> _Text for analysis_

____________________

Taking the middle ground: Significant opportunities open to private equity investors
Private equity investors are increasingly being drawn to Turkey by its fast-growing economy, macroeconomic and political stability, strong demographics and abundance of family-owned businesses. Many large buyout deals have been struck in recent years, but more opportunities for growth may exist for private equity funds that are willing to invest in mid-sized businesses.
Turkey has already attracted some of the biggest names in the field, including Abraaj Capital of Dubai, European fund BC Partners, international private equity firm Bridgepoint, global asset management fund Carlyle Group and US-based TPG Capital. Moreover, some of these private equity funds have been successful in divesting their holdings with handsome profits, including TPG and Abraaj. In February 2011, the former sold its 90% interest in Turkish spirits company Mey Içki Sanayi to Diageo for $2.1bn. TGP had bought its stake in the formerly state-owned enterprise in 2006 for $810m. In January 2012, Abraaj sold its 50% position in Turkish hospital chain Acıbadem, acquired in 2007, for about $1bn to Integrated Healthcare. While Abraaj has not disclosed the amount it paid for its shares in the health care provider, it has publicly said that it made an attractive return on its investment.
MID-SIZED BUSINESSES: While these deals attracted international media attention, Turkey also offers opportunities to invest in mid-market growth companies, according to Serkan Elden, the managing partner of investment management firm capitAlinka.
These are typically first- or second-generation family-owned operations, with an interest in expanding their businesses by attracting new customers and entering markets, acquiring other firms and setting up international partnerships. For medium-sized privately held firms in Turkey, private equity represents an attractive form of financing. These family-owned businesses are generally undercapitalised and cannot attain more credit from banks without an additional injection of equity. Moreover, they are increasingly viewing private equity as an acceptable form of capital and partnership.
However, challenges remain. First, the investor needs to establish trust with the owner. Second, a presence in Turkey is likely required, as much of the deal flow is coming from outside Istanbul, and international firms could find it difficult to access family-owned businesses. Third, most of these owners are keen to work with their financial partners in executing growth strategies.

____________________

> _Records from a dataset_

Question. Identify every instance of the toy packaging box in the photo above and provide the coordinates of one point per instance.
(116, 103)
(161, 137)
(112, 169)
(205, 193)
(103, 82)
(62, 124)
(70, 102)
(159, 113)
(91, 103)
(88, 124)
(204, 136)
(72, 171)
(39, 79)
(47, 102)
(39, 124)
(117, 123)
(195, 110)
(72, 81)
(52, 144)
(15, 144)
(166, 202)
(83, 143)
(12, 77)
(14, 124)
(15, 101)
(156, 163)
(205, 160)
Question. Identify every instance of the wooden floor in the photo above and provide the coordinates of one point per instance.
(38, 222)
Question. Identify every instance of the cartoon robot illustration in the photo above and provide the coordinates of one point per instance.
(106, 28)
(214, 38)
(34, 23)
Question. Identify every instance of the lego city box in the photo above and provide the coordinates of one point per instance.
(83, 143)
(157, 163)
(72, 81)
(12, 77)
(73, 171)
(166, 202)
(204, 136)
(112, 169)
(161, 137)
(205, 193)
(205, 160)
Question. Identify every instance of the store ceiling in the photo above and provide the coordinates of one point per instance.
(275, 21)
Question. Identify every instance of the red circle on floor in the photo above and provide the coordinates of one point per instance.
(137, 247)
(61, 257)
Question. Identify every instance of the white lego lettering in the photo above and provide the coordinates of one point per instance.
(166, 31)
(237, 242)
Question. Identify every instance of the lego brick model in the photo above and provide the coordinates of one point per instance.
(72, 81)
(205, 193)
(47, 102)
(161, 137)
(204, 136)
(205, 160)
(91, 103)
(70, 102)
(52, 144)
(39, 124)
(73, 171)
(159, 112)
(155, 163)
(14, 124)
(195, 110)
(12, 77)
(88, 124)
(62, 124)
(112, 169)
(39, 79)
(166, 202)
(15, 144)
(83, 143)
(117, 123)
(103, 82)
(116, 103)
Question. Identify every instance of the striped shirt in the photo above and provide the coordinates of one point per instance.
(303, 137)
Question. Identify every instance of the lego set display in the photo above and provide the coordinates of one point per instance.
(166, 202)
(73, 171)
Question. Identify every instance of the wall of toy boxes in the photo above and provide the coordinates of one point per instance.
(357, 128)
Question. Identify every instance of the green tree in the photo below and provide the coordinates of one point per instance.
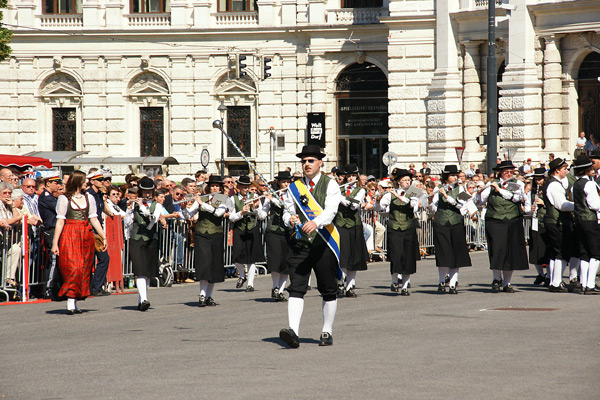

____________________

> _What is required_
Write the next part of the article on private equity investment in Turkey, starting right after its final sentence. The lines above can be set aside, since nothing here depends on them.

> _Expected answer_
Therefore, passive minority ownership – the style of private equity deals that was traditionally prevalent in the region – may not be possible when it comes to dealing with Turkish mid-market family-owned businesses.
LEGAL CHANGES: The new Turkish Commercial Code, set to go into effect in July 2012, could also present challenges to private equity firms doing business in Turkey, according to Ismail Esin, managing partner at Esin Attorney Partnership. Private equity investors often use bank loans to help finance buyouts, with the target firm typically providing assets (eg, their receiveables) as collateral. While this form of financial assistance is legal under the current Turkish law, the new Commercial Code prohibits the target from giving collateral to secure acquisition-related loan repayment. This will make it more difficult for the potential acquirer, such as a private equity firm, to secure financing.
However, the Commercial Code will bring some positive changes as well. Tag-along and drag-along rights – both of which are important to private equity investors – will now be included in shareholder agreements rather than in the articles of association for all joint-stock companies. Moreover, minority shareholder rights will in general be enhanced, which is a useful change.
While some of these elements of the new Commercial Code could give some private equity investors pause, it is important to remember that this is an area that is still largely in the early stages of development. The country’s comparative depth in its management talent and private enterprise culture, in addition to its regional economic ties to the Middle East, Russia, Central Asia and North Africa, make local mid-market companies an attractive target for private equity investments.